### Problem statement
Render every one of the records below as a two-column CSV with the header columns input and output, with one row per record. Put each record's text under input and its answer under output, with each value in a single double-quoted field and every line break replaced by a space.

### Data supplied

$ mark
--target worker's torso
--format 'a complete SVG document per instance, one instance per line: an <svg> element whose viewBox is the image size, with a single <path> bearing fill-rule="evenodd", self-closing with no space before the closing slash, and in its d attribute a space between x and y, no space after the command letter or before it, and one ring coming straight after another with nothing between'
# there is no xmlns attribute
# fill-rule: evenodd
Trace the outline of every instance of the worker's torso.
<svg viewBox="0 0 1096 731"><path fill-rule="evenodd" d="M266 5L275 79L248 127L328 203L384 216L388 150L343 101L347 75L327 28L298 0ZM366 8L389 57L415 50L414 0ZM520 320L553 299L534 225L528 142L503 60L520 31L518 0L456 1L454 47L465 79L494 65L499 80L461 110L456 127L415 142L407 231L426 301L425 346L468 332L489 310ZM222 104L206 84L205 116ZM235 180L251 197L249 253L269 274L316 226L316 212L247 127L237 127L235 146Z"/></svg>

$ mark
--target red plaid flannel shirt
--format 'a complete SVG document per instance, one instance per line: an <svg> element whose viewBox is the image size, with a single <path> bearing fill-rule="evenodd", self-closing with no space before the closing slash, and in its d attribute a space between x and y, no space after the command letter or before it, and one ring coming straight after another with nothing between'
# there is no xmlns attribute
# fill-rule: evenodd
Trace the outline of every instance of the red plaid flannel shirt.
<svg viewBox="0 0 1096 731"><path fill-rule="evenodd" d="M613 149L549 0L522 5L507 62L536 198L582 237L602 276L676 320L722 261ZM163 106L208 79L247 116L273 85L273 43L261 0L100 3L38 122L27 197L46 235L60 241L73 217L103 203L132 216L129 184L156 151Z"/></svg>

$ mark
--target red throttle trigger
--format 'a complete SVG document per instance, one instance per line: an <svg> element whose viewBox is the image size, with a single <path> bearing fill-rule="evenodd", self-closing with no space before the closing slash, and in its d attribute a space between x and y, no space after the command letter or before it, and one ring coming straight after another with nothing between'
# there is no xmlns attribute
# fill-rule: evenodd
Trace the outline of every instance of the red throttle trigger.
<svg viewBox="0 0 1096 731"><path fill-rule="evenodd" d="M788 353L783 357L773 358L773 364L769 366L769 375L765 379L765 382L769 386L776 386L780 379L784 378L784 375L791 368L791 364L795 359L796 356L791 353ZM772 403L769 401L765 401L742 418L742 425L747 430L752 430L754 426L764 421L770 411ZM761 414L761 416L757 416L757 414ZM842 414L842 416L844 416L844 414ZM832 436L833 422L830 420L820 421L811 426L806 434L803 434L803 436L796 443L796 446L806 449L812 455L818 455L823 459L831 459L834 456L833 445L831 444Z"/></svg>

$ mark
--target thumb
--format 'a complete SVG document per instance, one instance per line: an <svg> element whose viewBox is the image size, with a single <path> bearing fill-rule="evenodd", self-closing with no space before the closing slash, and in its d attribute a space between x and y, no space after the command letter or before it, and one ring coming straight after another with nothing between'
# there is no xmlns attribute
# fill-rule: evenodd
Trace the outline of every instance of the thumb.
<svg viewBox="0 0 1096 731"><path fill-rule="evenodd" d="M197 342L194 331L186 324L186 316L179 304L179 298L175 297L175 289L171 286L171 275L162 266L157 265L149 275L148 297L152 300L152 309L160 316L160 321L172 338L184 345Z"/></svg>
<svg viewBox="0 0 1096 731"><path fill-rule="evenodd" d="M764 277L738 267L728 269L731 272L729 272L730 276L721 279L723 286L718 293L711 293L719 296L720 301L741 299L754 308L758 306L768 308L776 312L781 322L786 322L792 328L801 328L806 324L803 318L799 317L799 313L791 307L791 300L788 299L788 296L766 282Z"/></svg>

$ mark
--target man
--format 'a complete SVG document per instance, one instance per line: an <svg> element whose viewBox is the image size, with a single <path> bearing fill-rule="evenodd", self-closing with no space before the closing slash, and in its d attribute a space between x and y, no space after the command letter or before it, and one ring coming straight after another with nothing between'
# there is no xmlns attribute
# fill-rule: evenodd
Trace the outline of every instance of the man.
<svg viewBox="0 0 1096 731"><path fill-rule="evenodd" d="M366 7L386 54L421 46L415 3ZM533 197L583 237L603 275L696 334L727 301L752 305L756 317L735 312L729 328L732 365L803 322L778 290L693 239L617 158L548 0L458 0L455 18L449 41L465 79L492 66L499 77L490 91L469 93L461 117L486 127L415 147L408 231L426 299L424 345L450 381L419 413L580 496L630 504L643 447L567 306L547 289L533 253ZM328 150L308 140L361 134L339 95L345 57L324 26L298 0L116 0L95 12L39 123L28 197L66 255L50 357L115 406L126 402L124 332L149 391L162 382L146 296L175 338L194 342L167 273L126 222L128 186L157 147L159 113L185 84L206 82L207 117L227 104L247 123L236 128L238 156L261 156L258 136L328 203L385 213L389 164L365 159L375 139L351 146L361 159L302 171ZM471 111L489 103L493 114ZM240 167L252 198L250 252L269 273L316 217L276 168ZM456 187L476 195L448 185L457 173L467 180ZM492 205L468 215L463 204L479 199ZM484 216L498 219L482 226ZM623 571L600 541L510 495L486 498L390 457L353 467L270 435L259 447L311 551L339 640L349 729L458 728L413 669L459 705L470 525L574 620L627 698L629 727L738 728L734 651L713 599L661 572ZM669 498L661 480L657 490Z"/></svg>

### Written response
input,output
"$ mark --target worker's torso --format 'a complete SVG document per instance, one instance per line: an <svg> element whose viewBox is the image size, with a single <path> bearing fill-rule=""evenodd"", self-closing with no space before the closing slash, and in its d attribute a space between x and y, no space after the command letter or before it, and one ring coming straight after another with nothing between' # there is no xmlns attribute # fill-rule: evenodd Trace the outline of every instance of the worker's torso.","<svg viewBox=""0 0 1096 731""><path fill-rule=""evenodd"" d=""M266 5L275 79L248 127L328 203L384 216L388 150L343 101L347 75L327 28L298 0ZM366 8L389 57L415 50L414 0ZM520 320L553 299L534 225L528 142L503 60L520 31L518 0L456 1L454 47L465 79L494 65L499 80L461 110L456 127L415 142L407 231L426 301L425 346L468 332L489 310ZM222 104L206 84L205 116ZM235 180L251 197L249 253L269 274L316 226L316 212L247 127L237 127L235 146Z""/></svg>"
"$ mark --target red plaid flannel shirt --format 'a complete SVG document per instance, one instance per line: an <svg> element whose viewBox is the image size, with a single <path> bearing fill-rule=""evenodd"", self-closing with no space before the closing slash, and in its d attribute a space between x and y, no space after the command letter or before it, and one ring coming straight after another with nothing between' # there is no xmlns attribute # fill-rule: evenodd Trace the outline of every instance of the red plaid flannel shirt.","<svg viewBox=""0 0 1096 731""><path fill-rule=""evenodd"" d=""M613 149L549 0L522 5L507 62L536 198L582 237L602 276L676 320L722 261ZM163 106L208 79L247 116L273 85L273 43L261 0L100 3L38 122L27 197L46 235L60 241L73 217L103 203L132 216L129 184L156 151Z""/></svg>"
"$ mark --target red throttle trigger --format 'a complete SVG document per instance, one instance per line: an <svg> element whose viewBox is the image size, with a single <path> bearing fill-rule=""evenodd"", self-closing with no space before the closing slash, and in its d attribute a space between x and y, no space after the command letter or before it, and one ring coming straight after another with nothing between' # there is no xmlns attribute # fill-rule: evenodd Trace the outline of every instance of the red throttle trigger.","<svg viewBox=""0 0 1096 731""><path fill-rule=""evenodd"" d=""M788 353L783 357L773 358L773 364L769 366L769 375L765 379L765 382L769 386L776 386L780 379L784 378L784 375L791 368L791 364L795 359L796 356L791 353ZM772 403L769 401L765 401L742 418L742 425L747 430L752 430L754 426L764 421L770 411ZM761 414L761 416L757 416L757 414ZM842 414L842 416L844 416L844 414ZM832 436L833 422L830 420L820 421L811 426L806 434L803 434L803 436L796 443L796 446L806 449L812 455L818 455L823 459L831 459L834 456L833 445L831 444Z""/></svg>"
"$ mark --target thumb --format 'a complete SVG document per instance, one instance per line: an <svg> element whose viewBox is the image size, with a single <path> bearing fill-rule=""evenodd"", self-closing with no space before the closing slash, and in its d attribute a space between x and y, no space after the command letter or before it, and one ring coming straight after another with nothing between' # there is no xmlns attribute # fill-rule: evenodd Trace the outline of every instance of the thumb.","<svg viewBox=""0 0 1096 731""><path fill-rule=""evenodd"" d=""M197 342L194 331L186 324L186 316L179 304L179 298L175 297L175 289L171 286L171 275L162 266L157 265L149 275L148 297L152 300L152 309L160 316L160 321L172 338L184 345Z""/></svg> <svg viewBox=""0 0 1096 731""><path fill-rule=""evenodd"" d=""M764 277L738 267L728 269L731 272L729 272L730 276L721 279L723 286L718 293L711 293L719 296L720 301L741 299L754 308L758 306L768 308L776 312L781 322L786 322L792 328L801 328L806 324L803 318L799 317L799 313L791 307L791 300L788 299L788 296L766 282Z""/></svg>"
"$ mark --target man --format 'a complete SVG document per instance, one instance per line: an <svg> element whose viewBox is the image size, with a single <path> bearing fill-rule=""evenodd"", self-closing with no space before the closing slash, and in its d attribute a space between x and y, no space after the command letter or before it, and one ring coming straight after another with nothing between' # there is no xmlns attribute # fill-rule: evenodd Trace the outline of every instance of the man.","<svg viewBox=""0 0 1096 731""><path fill-rule=""evenodd"" d=""M366 7L386 54L421 46L415 3ZM533 197L583 237L603 275L696 334L727 301L752 305L756 317L735 312L729 328L732 365L803 322L778 290L693 239L617 158L548 0L458 0L455 18L449 41L465 79L492 66L499 77L490 91L469 93L461 117L486 127L415 147L408 231L426 299L424 345L450 381L419 413L580 496L630 504L643 447L567 306L547 289L533 253ZM328 150L308 140L361 134L339 95L345 57L324 26L298 0L116 0L95 12L39 123L28 197L66 255L50 357L115 406L126 402L124 332L149 391L162 382L146 296L175 338L194 342L167 273L126 222L128 186L157 147L159 113L185 84L206 82L207 117L227 104L247 123L236 128L238 156L261 156L258 136L328 203L385 213L389 164L365 159L375 139L351 146L361 159L302 171ZM471 111L489 103L493 114ZM240 167L252 198L250 252L269 273L316 217L276 168ZM456 187L476 195L448 185L457 173L467 180ZM492 205L468 215L463 204L479 199ZM484 216L498 219L482 226ZM623 571L600 541L510 495L486 498L390 457L353 467L270 435L259 447L311 551L339 640L349 729L458 728L413 669L459 705L470 525L574 620L627 698L629 727L738 728L734 651L713 599L661 572ZM669 498L661 480L657 490Z""/></svg>"